DOCUMENT SECTION:
BEGIN
[R-sig-dyn-mod] Describing a modelling process (SIMEON LISOVSKI)

Stephen Paul Ellner spe2 at cornell.edu
Tue May 20 16:07:33 CEST 2014


Simeon, 

instead of using approxfun and 
      B <- birth(t)
you could just do B <- dnorm(t,50,25) inside the model function. It's the same effect, but all the models will run faster.  

And I might describe that by saying 

Birth rate was assumed to vary seasonally, increasing steadily to a peak at day 50 and then decreasing. I used a Gaussian bell-shaped curve to describe this pattern, specifically $B(t)=h \phi(t; \mu=50, \sigma=25)$ where $\phi$ is the probability density function of a Gaussian distribution with the given mean and standard deviation. The maximum birth rate (births/day) is then $B(50)=h/(25\sqrt{2 \pi})$. 

Steve

Stephen P. Ellner 
Department of Ecology & Evolutionary Biology, E339 Corson Hall
Cornell University, Ithaca NY 14853-2701
Phone (607) 254-4221 FAX (607) 255-8088

-----Original Message-----
----------------------------------------------------------------------

Message: 1
Date: Mon, 19 May 2014 15:23:32 +0000
From: SIMEON LISOVSKI <slisovski at deakin.edu.au>
To: "r-sig-dynamic-models at r-project.org"
	<r-sig-dynamic-models at r-project.org>
Subject: [R-sig-dyn-mod] Describing a modelling process
Message-ID: <04899C52-E6A5-4984-9EAD-FC78949AD254 at deakin.edu.au>
Content-Type: text/plain

Hi all,
 I am running a deSolve based simulation (epidemiological & demographic model).
END
THE PROBLEM: Continue the mailing-list message about describing a seasonal birth rate in a deSolve model, starting right after its last line.

DATA PROVIDED:
BEGIN
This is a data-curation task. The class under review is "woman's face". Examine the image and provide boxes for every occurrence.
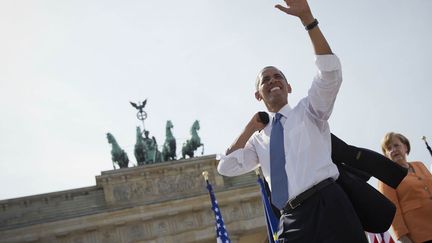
[386,136,408,165]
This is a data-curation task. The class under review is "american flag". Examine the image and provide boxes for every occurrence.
[206,180,231,243]
[367,231,395,243]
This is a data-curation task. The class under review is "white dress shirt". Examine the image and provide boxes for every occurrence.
[217,55,342,199]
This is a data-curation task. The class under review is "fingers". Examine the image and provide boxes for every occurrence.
[275,4,292,14]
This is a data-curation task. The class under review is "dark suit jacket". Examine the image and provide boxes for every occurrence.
[267,134,408,233]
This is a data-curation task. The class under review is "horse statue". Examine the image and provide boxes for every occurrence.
[134,127,147,165]
[182,120,204,159]
[162,120,177,161]
[107,133,129,169]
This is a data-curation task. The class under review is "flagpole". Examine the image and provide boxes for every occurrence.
[422,136,432,156]
[255,168,279,243]
[202,171,231,243]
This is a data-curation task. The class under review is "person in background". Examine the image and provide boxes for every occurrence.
[378,132,432,243]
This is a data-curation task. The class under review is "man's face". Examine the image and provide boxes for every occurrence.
[386,136,408,164]
[255,67,291,109]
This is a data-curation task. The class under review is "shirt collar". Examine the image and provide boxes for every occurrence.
[269,104,292,120]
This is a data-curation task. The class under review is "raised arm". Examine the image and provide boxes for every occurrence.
[225,113,266,155]
[275,0,333,55]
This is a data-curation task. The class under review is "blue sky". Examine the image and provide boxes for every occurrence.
[0,0,432,199]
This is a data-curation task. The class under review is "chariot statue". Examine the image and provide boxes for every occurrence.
[134,127,147,165]
[144,130,162,164]
[107,133,129,169]
[162,120,177,161]
[182,120,204,159]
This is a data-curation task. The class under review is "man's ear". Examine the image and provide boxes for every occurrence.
[255,91,262,101]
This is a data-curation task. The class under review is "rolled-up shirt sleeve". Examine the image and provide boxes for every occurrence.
[308,55,342,120]
[217,138,259,176]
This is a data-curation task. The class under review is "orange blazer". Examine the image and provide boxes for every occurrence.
[378,161,432,242]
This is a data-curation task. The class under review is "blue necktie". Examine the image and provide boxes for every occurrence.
[270,113,288,209]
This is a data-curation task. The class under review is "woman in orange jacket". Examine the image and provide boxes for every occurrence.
[378,132,432,243]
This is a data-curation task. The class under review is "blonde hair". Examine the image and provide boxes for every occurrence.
[381,132,411,155]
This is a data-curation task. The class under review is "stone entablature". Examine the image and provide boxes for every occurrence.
[0,155,266,243]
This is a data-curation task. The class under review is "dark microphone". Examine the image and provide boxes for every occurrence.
[258,111,270,125]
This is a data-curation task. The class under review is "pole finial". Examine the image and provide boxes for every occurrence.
[202,170,208,181]
[255,168,260,175]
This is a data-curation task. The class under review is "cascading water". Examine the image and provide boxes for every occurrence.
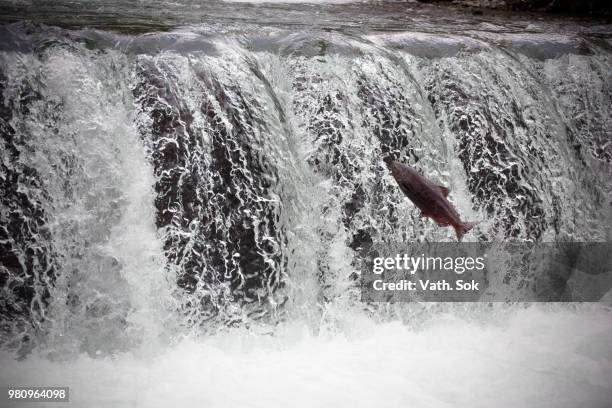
[0,3,612,407]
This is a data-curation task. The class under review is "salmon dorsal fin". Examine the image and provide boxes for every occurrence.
[438,186,450,197]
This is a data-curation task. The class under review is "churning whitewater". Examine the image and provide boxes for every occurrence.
[0,3,612,408]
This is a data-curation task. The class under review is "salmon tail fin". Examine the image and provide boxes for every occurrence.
[455,221,478,241]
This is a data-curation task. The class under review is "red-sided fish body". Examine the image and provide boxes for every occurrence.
[391,161,476,241]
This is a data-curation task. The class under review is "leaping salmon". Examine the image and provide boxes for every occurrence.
[390,161,477,241]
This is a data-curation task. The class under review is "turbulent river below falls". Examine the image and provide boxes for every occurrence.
[0,1,612,408]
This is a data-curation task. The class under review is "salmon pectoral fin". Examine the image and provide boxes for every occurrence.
[438,186,450,197]
[455,221,478,241]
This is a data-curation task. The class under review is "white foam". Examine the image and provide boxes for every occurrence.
[0,306,612,408]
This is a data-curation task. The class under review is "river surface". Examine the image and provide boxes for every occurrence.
[0,1,612,408]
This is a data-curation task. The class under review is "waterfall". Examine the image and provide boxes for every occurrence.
[0,23,612,356]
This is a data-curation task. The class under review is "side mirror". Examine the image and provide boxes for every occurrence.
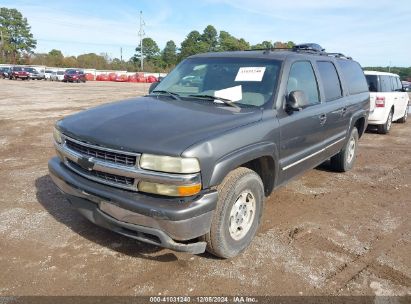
[285,91,308,113]
[148,82,159,94]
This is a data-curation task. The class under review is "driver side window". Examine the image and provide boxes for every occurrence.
[287,61,320,107]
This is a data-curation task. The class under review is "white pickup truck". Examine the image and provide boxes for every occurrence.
[364,71,410,134]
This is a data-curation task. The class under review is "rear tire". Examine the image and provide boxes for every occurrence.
[203,167,264,258]
[378,109,394,134]
[398,105,408,123]
[331,127,358,172]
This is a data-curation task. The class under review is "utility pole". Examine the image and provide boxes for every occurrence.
[0,31,4,60]
[138,11,146,71]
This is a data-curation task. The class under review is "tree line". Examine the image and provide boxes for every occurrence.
[0,7,411,80]
[0,7,294,72]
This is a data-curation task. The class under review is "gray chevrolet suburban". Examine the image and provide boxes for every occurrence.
[49,44,370,258]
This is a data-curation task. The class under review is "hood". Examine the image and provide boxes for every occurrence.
[57,97,262,156]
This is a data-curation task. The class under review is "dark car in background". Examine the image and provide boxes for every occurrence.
[0,67,10,79]
[9,66,30,80]
[63,69,86,82]
[24,68,44,80]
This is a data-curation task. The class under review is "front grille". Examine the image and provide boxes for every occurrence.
[66,138,136,166]
[68,160,134,186]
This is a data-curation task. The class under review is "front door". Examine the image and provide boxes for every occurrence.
[279,61,327,182]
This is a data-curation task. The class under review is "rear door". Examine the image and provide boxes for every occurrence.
[365,74,380,113]
[316,60,349,149]
[392,76,408,120]
[278,60,326,181]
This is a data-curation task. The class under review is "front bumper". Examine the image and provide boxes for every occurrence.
[49,157,217,254]
[368,107,391,125]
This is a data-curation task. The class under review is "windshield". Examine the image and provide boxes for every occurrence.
[153,57,281,107]
[66,70,77,75]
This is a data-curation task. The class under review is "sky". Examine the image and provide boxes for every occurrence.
[0,0,411,67]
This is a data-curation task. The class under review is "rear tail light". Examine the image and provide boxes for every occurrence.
[375,96,385,108]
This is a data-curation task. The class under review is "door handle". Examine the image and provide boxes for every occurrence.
[318,114,327,125]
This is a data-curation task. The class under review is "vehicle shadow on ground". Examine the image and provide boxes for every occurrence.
[35,175,178,262]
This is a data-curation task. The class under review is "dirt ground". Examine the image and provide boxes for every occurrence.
[0,80,411,296]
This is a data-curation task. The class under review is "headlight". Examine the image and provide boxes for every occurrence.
[140,154,200,173]
[138,181,201,196]
[53,128,62,144]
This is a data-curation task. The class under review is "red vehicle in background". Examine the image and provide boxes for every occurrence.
[9,67,30,80]
[63,69,87,82]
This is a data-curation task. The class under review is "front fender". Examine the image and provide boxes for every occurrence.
[209,142,278,187]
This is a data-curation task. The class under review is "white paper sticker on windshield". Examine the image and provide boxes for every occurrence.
[214,86,243,102]
[235,67,265,81]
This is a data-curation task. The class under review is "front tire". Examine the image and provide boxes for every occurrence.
[331,127,359,172]
[378,109,394,134]
[204,167,264,258]
[398,105,408,123]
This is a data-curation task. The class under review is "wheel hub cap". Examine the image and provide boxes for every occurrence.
[347,138,355,163]
[229,190,256,241]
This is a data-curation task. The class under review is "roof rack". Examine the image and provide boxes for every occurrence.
[247,43,352,60]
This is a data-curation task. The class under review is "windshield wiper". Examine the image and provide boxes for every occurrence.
[188,94,241,109]
[151,90,181,100]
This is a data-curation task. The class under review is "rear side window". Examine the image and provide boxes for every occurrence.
[317,61,342,101]
[287,61,320,106]
[394,77,402,92]
[380,75,392,92]
[365,75,378,92]
[338,60,368,94]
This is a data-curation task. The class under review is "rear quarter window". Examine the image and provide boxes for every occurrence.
[317,61,342,101]
[365,75,379,92]
[338,60,368,95]
[380,75,392,92]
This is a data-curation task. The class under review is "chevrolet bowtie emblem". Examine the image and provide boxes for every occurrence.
[77,157,94,171]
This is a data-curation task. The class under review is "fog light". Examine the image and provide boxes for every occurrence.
[138,181,201,196]
[53,128,62,144]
END
ANSWER TO THE PROBLEM:
Some demographic parameters like birth follow a normal distribution to better reflect the natural dynamic. Basically implemented as follows:

## B =  birth
## h =  total numbers of juveniles
## my = mortality rate

model <- function (t, y, p) {
  with(as.list(c(y, p)),{

      B <- birth(t)

      dN = B*h - my*y[1]
    return(list(c(dN)))
  })
}

birth <- approxfun(x = 0:100, y = dnorm(0:100, 50, 25))

out <- ode(y = 100, times = 0:100, parms = c(my = 4e-2, h = 5), func = model) plot(out, ylab = "Population size", xlab = "Time?)

My question is rather post-modeling related. I am struggling to explain this in the method section of a manuscript. Basically I would like to receive a recommendation how to describe this process formally and mathematically right i.e. birth follows a normal distribution derived by multiplying the number of hatchlings with a density function of a normal distribution ?. ?!